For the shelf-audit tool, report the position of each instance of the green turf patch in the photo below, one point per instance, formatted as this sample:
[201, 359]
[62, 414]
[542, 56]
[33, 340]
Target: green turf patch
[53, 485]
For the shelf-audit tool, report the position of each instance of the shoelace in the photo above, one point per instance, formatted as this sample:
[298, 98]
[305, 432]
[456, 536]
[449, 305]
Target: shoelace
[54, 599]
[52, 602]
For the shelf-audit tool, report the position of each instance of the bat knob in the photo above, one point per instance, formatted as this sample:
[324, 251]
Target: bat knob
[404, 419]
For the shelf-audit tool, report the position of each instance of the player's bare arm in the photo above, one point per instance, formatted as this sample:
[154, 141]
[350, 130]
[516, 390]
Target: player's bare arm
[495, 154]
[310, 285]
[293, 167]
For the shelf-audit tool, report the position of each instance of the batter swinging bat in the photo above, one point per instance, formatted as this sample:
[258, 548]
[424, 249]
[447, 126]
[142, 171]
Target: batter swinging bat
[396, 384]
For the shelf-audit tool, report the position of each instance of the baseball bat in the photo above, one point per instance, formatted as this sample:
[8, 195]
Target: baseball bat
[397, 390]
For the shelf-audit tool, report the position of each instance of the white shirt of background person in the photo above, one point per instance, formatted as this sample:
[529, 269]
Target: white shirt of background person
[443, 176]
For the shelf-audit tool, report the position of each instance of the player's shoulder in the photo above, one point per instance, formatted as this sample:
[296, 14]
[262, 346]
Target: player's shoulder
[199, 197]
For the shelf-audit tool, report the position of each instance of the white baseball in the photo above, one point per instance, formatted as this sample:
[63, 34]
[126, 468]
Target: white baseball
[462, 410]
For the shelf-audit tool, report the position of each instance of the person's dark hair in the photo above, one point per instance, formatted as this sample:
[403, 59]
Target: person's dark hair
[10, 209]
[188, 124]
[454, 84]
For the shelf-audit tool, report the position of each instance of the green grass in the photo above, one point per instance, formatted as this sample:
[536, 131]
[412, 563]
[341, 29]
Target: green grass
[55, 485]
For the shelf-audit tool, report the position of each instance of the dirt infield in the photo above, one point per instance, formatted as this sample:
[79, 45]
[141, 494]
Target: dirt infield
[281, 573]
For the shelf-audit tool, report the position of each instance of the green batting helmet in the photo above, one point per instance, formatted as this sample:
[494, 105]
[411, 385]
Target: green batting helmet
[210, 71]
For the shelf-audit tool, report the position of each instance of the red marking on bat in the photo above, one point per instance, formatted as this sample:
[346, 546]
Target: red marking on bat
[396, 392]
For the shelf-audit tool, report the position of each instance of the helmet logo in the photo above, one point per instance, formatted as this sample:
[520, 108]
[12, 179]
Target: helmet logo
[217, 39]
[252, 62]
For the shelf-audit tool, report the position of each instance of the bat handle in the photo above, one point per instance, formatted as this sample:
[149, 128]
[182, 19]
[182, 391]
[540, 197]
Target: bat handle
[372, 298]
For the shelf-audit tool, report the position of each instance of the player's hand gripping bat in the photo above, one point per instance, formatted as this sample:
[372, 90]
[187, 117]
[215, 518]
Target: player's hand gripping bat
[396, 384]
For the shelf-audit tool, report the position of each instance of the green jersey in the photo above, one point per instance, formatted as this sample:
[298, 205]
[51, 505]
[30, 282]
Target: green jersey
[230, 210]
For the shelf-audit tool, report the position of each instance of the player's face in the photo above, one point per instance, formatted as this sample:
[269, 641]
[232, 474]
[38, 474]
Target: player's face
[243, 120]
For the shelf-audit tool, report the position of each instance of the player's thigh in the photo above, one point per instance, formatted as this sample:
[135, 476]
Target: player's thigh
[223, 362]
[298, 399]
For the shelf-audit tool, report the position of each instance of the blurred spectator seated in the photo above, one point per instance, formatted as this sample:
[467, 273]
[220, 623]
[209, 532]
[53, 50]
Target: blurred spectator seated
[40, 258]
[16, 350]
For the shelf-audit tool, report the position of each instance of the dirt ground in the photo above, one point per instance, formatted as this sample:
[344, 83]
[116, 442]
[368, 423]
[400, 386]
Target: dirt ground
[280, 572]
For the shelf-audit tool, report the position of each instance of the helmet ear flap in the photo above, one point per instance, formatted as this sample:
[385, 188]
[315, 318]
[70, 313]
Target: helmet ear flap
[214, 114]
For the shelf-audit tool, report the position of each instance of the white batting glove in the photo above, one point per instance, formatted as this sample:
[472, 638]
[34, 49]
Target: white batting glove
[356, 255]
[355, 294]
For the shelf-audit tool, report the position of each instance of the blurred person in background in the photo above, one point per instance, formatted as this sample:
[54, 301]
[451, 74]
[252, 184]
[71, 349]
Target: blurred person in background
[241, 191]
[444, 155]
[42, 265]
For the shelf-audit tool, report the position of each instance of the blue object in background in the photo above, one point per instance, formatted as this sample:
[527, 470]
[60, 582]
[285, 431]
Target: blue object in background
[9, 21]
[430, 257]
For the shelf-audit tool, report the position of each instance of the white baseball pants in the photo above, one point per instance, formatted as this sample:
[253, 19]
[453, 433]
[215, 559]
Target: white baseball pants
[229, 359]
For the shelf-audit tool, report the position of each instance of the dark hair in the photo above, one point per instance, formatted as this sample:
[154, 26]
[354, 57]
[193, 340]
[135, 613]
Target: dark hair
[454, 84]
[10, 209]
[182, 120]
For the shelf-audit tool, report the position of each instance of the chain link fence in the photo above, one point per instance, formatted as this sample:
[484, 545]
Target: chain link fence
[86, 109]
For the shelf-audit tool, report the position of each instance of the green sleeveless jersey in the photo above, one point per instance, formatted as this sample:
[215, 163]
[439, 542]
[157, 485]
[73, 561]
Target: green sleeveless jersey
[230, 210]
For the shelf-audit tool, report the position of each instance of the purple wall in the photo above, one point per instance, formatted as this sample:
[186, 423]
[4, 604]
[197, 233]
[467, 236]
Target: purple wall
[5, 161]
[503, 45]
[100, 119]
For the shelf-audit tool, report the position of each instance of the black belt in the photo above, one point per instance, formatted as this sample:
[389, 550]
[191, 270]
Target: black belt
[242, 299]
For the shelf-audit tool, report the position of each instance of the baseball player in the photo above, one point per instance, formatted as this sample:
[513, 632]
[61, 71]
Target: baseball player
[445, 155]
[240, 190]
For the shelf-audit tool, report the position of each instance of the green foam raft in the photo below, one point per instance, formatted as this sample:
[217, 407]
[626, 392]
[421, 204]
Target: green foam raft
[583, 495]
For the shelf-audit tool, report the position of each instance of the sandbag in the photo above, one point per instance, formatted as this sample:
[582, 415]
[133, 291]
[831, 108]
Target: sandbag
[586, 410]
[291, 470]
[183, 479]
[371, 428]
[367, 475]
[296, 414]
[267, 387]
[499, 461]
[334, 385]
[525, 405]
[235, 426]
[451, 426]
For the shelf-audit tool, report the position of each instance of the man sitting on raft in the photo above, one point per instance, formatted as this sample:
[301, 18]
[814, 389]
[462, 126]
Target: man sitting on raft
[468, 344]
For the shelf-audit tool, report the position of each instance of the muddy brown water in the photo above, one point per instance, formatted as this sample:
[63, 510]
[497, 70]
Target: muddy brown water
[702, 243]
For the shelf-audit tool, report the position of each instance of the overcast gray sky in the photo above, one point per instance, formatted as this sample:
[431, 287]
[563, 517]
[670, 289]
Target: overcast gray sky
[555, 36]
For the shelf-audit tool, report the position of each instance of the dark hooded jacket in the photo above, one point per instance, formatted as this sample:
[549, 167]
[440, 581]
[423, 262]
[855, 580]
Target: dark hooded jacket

**How to complete this task**
From the listing above, copy all lines holding the word "below".

**Your response**
For the shelf-audit tool, report the position of each instance of the green turf patch in the photo below, one point per instance, formatted as this sample:
For the shelf-audit tool, report the position of each instance of the green foam raft in the photo below, one point per instance, formatted as this sample:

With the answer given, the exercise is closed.